* Task goal
Copy word for word every line of the entries below, from the line with "Would you mind pointing out the bird's crest" through the last line of the entries.

* Data rows
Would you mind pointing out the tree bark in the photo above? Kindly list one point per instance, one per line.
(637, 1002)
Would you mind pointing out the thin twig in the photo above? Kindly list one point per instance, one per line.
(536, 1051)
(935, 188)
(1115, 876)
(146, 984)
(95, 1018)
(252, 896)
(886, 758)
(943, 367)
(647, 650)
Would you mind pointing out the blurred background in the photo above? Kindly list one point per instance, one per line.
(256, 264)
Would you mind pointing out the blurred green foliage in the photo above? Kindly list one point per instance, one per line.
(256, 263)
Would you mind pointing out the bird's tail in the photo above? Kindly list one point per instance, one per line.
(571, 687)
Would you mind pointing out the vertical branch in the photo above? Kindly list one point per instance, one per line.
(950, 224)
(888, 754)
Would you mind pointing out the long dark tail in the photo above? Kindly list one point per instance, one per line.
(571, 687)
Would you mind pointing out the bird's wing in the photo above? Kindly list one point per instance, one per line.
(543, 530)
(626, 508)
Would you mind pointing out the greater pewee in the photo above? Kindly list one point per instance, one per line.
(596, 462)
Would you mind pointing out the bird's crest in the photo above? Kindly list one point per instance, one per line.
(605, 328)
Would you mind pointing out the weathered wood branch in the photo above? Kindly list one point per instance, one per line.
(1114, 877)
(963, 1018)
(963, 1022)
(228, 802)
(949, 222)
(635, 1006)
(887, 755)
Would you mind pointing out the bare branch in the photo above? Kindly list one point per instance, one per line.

* The output
Would you mind pointing out the bird's crest in the photo above? Kindly list one point per instance, one per line.
(605, 328)
Would you mind pointing out the weathered wood branch in the photo above? Kindly list one point per instance, one per line.
(1114, 877)
(963, 1018)
(963, 1022)
(228, 802)
(949, 222)
(635, 1006)
(887, 755)
Would you mind pointing out the bare branch in the photo above? Kindly list one point per instance, one per line.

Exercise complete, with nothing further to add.